• **Required work**
Add 48 to both coordinates of every answer point in the records below, rewriting all lines from the line containing "In the photo above, where can the large" through the end of the records, inclusive, and leaving every other number unchanged. Leave the pictures out of the rewritten lines.
::: Information shown :::
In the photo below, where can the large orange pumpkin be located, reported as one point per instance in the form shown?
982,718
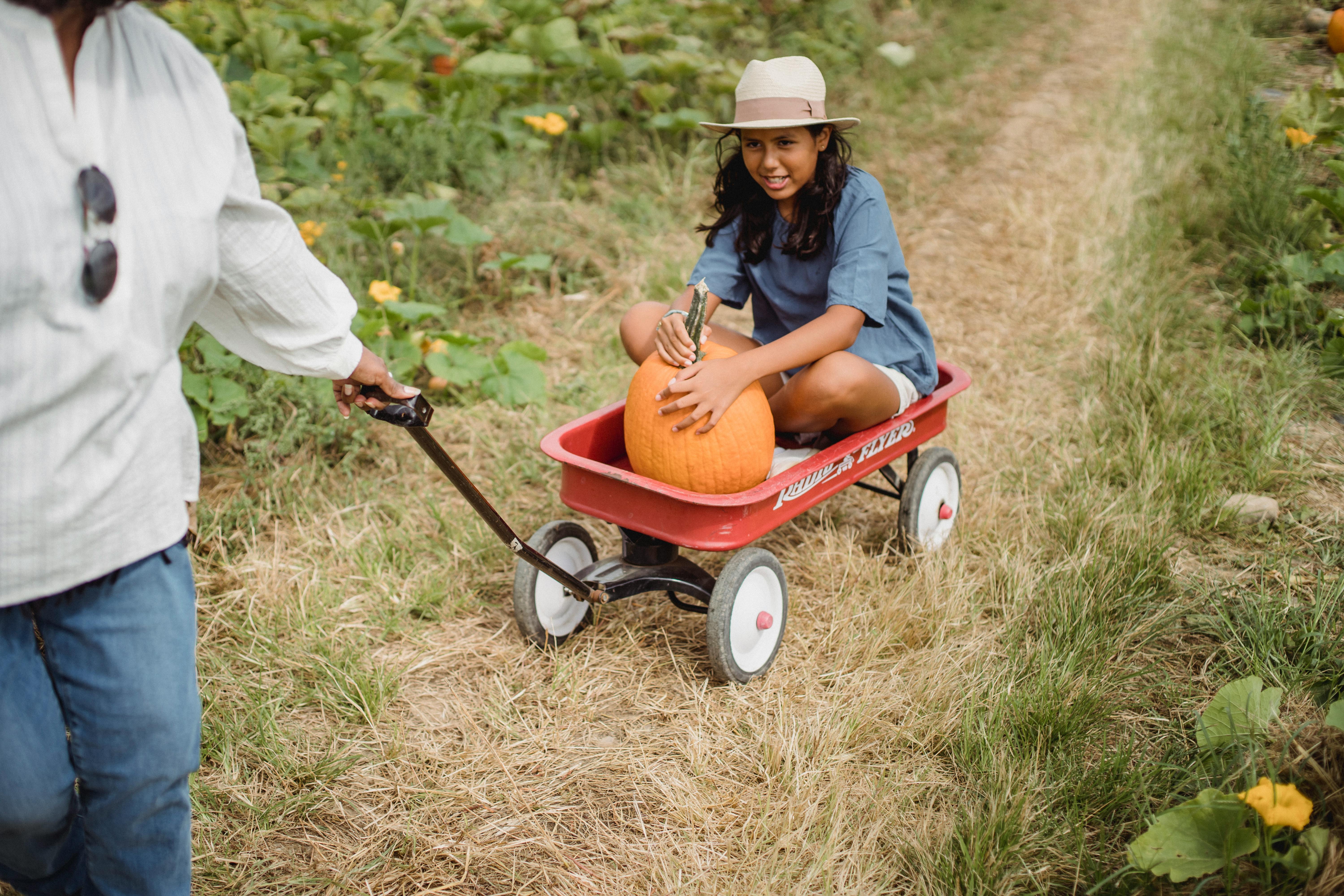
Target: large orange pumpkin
732,457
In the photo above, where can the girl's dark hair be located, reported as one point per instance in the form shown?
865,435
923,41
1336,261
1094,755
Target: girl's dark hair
48,7
737,195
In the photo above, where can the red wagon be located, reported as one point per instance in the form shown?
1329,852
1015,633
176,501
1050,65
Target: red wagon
560,575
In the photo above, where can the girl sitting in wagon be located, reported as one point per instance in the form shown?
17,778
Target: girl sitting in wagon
838,343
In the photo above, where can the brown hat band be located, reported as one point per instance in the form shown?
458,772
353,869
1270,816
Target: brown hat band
776,108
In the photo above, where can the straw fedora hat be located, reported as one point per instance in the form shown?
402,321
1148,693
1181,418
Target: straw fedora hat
782,93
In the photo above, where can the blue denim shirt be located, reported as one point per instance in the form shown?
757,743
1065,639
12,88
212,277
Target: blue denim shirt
862,267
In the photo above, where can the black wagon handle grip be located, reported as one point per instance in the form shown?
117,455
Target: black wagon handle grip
413,416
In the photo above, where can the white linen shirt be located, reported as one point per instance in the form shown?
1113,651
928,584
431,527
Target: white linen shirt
97,445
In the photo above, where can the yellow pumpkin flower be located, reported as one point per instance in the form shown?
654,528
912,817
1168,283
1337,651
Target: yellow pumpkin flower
1279,805
1299,138
311,230
550,123
384,292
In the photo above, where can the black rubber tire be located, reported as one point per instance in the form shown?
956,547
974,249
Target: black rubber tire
722,602
526,579
927,468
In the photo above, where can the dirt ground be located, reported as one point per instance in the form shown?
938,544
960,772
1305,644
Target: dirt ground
614,765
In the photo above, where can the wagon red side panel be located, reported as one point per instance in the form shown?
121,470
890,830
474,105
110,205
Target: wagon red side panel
597,480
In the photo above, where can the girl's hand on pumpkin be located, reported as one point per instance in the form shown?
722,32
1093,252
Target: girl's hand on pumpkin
710,389
674,343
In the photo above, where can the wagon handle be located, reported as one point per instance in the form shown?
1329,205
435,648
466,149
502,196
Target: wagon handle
413,416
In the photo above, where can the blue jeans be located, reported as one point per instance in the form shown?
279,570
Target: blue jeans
100,731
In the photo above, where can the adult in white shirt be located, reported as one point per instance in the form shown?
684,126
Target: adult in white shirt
128,210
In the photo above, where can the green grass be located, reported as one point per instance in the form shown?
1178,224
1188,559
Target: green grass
1076,719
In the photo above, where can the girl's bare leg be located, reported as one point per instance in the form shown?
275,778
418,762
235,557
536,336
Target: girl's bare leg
838,394
638,336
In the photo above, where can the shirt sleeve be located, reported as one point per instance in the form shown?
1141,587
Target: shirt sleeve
724,271
276,306
861,269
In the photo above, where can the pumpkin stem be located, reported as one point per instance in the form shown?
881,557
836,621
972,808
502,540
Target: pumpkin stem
696,319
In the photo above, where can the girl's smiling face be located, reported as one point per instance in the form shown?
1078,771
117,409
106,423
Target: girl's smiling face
783,160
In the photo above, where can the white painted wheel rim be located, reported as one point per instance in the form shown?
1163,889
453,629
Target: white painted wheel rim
941,488
558,613
760,593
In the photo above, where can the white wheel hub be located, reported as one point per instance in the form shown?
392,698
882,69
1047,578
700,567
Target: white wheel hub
757,620
558,612
939,507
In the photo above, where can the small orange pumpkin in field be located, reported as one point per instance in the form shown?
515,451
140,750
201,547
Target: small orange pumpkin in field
732,457
1335,31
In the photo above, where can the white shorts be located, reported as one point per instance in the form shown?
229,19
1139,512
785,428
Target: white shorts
909,394
788,459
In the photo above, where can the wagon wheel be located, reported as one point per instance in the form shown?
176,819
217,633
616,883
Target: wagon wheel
748,613
929,500
545,614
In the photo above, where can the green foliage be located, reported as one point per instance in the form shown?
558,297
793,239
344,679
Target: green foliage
1240,713
1208,834
1195,839
269,413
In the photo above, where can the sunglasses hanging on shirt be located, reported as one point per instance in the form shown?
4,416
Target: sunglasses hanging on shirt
100,202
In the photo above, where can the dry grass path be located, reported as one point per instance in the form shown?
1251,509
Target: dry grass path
614,766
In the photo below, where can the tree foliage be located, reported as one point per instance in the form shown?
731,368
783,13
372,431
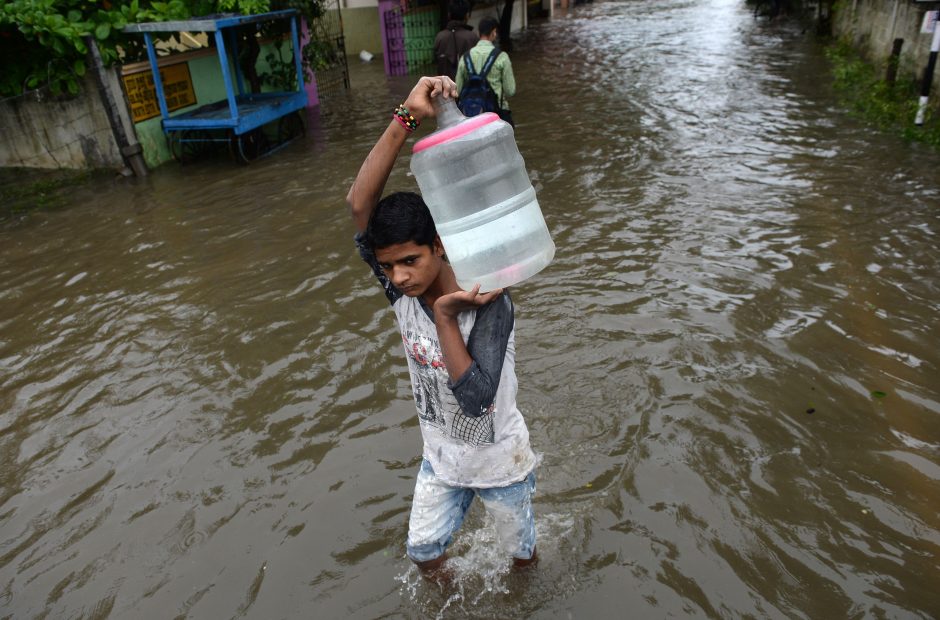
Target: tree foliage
44,42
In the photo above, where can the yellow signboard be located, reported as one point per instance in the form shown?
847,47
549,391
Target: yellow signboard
177,87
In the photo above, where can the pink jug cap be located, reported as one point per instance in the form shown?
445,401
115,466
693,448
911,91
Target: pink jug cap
452,133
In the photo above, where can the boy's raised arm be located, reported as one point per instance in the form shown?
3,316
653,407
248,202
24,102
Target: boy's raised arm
367,189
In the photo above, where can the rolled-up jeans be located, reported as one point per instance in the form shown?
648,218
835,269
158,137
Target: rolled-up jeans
438,510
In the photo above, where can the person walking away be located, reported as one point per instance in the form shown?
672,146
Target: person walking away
454,40
499,79
460,349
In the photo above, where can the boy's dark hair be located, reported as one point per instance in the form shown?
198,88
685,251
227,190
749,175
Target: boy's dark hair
487,25
400,217
458,9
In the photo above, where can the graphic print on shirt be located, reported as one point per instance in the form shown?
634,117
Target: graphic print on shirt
427,360
438,407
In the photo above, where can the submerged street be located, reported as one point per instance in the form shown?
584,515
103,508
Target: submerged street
729,371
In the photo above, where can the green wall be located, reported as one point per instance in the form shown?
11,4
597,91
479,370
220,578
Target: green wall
208,87
361,29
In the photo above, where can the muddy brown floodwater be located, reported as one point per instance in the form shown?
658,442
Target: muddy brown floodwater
730,370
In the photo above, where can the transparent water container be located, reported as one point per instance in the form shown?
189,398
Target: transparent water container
474,181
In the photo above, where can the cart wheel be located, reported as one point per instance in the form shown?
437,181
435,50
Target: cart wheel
289,127
174,142
187,145
248,147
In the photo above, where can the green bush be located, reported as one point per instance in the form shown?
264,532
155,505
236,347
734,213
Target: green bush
892,107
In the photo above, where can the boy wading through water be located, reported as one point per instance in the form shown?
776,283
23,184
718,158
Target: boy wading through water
460,349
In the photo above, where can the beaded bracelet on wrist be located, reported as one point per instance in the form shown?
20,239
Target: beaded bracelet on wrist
403,116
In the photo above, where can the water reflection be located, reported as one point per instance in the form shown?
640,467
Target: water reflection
205,411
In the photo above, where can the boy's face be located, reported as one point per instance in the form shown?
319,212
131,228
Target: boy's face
412,268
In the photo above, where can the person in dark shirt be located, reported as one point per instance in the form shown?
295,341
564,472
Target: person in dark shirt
454,40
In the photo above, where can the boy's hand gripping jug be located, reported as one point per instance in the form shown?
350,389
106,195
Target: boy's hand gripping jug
474,181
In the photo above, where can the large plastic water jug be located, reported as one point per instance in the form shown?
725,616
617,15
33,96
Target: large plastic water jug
475,184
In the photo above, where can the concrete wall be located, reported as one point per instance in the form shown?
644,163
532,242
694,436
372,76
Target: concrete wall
873,25
363,32
71,133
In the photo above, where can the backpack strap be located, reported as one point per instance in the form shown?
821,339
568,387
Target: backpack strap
490,60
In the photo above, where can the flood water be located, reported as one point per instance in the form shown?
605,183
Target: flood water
730,370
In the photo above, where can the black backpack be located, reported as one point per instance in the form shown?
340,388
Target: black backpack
476,96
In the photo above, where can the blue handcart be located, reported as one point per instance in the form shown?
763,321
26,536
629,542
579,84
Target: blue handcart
239,118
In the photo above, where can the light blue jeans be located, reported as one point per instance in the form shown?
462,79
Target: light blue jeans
438,510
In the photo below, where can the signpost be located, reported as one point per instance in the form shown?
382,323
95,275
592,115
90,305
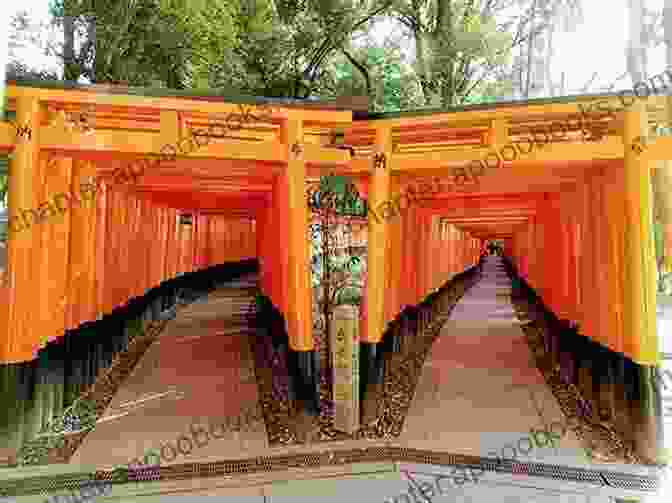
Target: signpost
345,364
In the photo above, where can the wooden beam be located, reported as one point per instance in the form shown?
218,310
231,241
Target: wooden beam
277,112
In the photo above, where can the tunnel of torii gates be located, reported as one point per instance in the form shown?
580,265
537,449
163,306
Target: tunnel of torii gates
574,216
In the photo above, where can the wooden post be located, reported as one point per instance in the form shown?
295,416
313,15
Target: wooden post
379,202
299,294
23,203
639,274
:::
• **Reply to the exercise**
In the photo above, where can the large plastic water jug be located, reported as one point per instance in the form shown?
725,616
617,15
33,96
Target: large plastic water jug
523,232
In the photo above, where can the concrete wall be located, reported as one point per instance in the form shown?
644,163
532,242
694,436
372,76
Target: concrete wall
921,73
411,80
119,181
In the photo above, where can the backpack strap be located, reported as one point per instance in the form shown?
821,339
568,387
Target: backpack strap
538,108
In the photo above, where can the flood water be located, reported as one point per instance in the form shown?
605,183
Target: flood water
778,418
In the photo above, where can the black backpack be located, reported as one point per instance in the form shown?
340,388
Target: black backpack
524,144
In the photo above, where can the blue handcart be located, reported as one point per instance in the form shown?
763,321
26,536
629,542
579,84
Target: blue handcart
287,166
In the photo above, where can the light blue jeans be located, reported as one point per instance in the form shown?
462,79
Target: light blue jeans
486,558
In the photo below, where can the signpost be located, reported as one point per instance in the form shown?
382,323
95,275
592,115
90,305
Target: signpost
393,412
In the photo above, where can the wooden beam be located, reported as one point per instance in the form shown?
218,310
231,241
Target: wooden beam
325,160
In the photo above, where can the tunnel of torii gates be located, reported as one point per instance in the form shown?
580,265
537,449
163,306
Target: tunnel of torii gates
622,264
In the photo above, where can the wooden post be located, reported as one point per instance in the form shown?
295,416
313,15
Target: wooden post
427,250
347,342
71,251
687,322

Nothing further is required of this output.